12 de julho de 2015 | N° 18224
MOISÉS MENDES
O jornalismo incomoda
MOISÉS MENDES
O jornalismo incomoda
O documentarista Eduardo Coutinho via seus filmes prontos e
frustrava-se por não poder repetir algumas cenas. Lastimava-se especialmente
pelas perguntas feitas na hora errada. O diretor perfeccionista dos grandes
documentários brasileiros percebia que muitas vezes interrompera depoimentos
para inserir indagações que apenas tiravam o ritmo de quem estava falando.
O perguntador do jornalismo diário não é o mesmo de
documentários. Há jornalismo no cinema de conversas sem pressa de Coutinho, mas
não como numa entrevista conduzida na urgência do dia, ou da hora, em que o que
mais se tenta é acertar o momento de perguntar.
Mesmo assim, o drama de Coutinho é também o de todo
repórter, com a diferença de que ele podia deixar alguém falar por 15 minutos
sem parar. Um repórter, não. Um repórter tem que fazer o que minha colega
Rosane de Oliveira faz com maestria.
Um repórter não é um inquisidor. Repórter só deve ser
percebido como protagonista de uma entrevista se fizer as perguntas que o
ouvinte, o telespectador e o leitor gostariam de ter feito. Repórter não pode,
nunca, brilhar mais do que o entrevistado.
◆ ◆ ◆ ◆
### A FAZER
Transcreva na íntegra, sem nenhuma alteração, o texto sobre o jornalismo acima.
◆ ◆ ◆ ◆
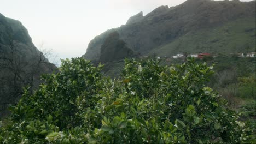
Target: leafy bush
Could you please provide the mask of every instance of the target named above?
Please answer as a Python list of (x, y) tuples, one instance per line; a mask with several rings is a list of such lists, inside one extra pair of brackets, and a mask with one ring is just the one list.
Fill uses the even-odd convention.
[(0, 143), (170, 143), (249, 142), (251, 131), (206, 86), (212, 67), (160, 66), (126, 59), (121, 77), (102, 77), (102, 65), (62, 61), (60, 72), (11, 107)]

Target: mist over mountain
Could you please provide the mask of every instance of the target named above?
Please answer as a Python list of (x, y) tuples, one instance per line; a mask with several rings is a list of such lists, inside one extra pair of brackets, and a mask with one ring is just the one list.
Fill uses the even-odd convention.
[(96, 36), (82, 57), (98, 61), (103, 44), (114, 31), (127, 47), (145, 56), (254, 51), (255, 22), (255, 1), (188, 0), (176, 7), (160, 7), (144, 16), (139, 13), (126, 25)]
[(32, 91), (42, 82), (42, 74), (56, 68), (35, 47), (20, 22), (0, 14), (0, 116), (20, 98), (22, 87), (30, 86)]

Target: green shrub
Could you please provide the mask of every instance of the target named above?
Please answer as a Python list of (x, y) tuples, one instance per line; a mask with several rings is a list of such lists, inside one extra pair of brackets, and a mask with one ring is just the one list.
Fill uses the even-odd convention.
[(0, 143), (208, 143), (249, 142), (251, 131), (206, 86), (212, 67), (126, 59), (119, 79), (101, 65), (62, 61), (34, 94), (25, 91), (0, 127)]

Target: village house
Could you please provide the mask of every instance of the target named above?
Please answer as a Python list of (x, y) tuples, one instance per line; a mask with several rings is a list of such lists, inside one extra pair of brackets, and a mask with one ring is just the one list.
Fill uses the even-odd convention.
[(241, 54), (241, 57), (256, 57), (256, 52), (250, 52), (246, 54), (246, 56), (245, 53)]
[(184, 57), (183, 54), (177, 54), (176, 56), (172, 56), (172, 57), (174, 58), (178, 58), (178, 57)]
[(191, 55), (189, 55), (189, 57), (198, 57), (198, 54), (191, 54)]
[(200, 58), (203, 58), (206, 56), (210, 56), (211, 55), (209, 53), (202, 53), (198, 55), (198, 57)]

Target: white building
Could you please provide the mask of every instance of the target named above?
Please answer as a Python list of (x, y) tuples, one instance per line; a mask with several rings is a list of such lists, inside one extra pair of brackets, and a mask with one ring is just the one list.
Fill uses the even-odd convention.
[(198, 54), (192, 54), (189, 56), (189, 57), (198, 57)]
[(172, 56), (172, 58), (176, 58), (178, 57), (184, 57), (183, 54), (177, 54), (176, 56)]
[(246, 54), (246, 56), (245, 55), (244, 53), (242, 53), (242, 54), (241, 55), (241, 57), (256, 57), (256, 52), (250, 52), (250, 53), (247, 53), (247, 54)]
◆ ◆ ◆ ◆
### RESPOSTA AO EXERCÍCIO
12 de julho de 2015 | N° 18224
MOISÉS MENDES
O jornalismo incomoda
MOISÉS MENDES
O jornalismo incomoda
O documentarista Eduardo Coutinho via seus filmes prontos e
frustrava-se por não poder repetir algumas cenas. Lastimava-se especialmente
pelas perguntas feitas na hora errada. O diretor perfeccionista dos grandes
documentários brasileiros percebia que muitas vezes interrompera depoimentos
para inserir indagações que apenas tiravam o ritmo de quem estava falando.
O perguntador do jornalismo diário não é o mesmo de
documentários. Há jornalismo no cinema de conversas sem pressa de Coutinho, mas
não como numa entrevista conduzida na urgência do dia, ou da hora, em que o que
mais se tenta é acertar o momento de perguntar.
Mesmo assim, o drama de Coutinho é também o de todo
repórter, com a diferença de que ele podia deixar alguém falar por 15 minutos
sem parar. Um repórter, não. Um repórter tem que fazer o que minha colega
Rosane de Oliveira faz com maestria.
Um repórter não é um inquisidor. Repórter só deve ser
percebido como protagonista de uma entrevista se fizer as perguntas que o
ouvinte, o telespectador e o leitor gostariam de ter feito. Repórter não pode,
nunca, brilhar mais do que o entrevistado.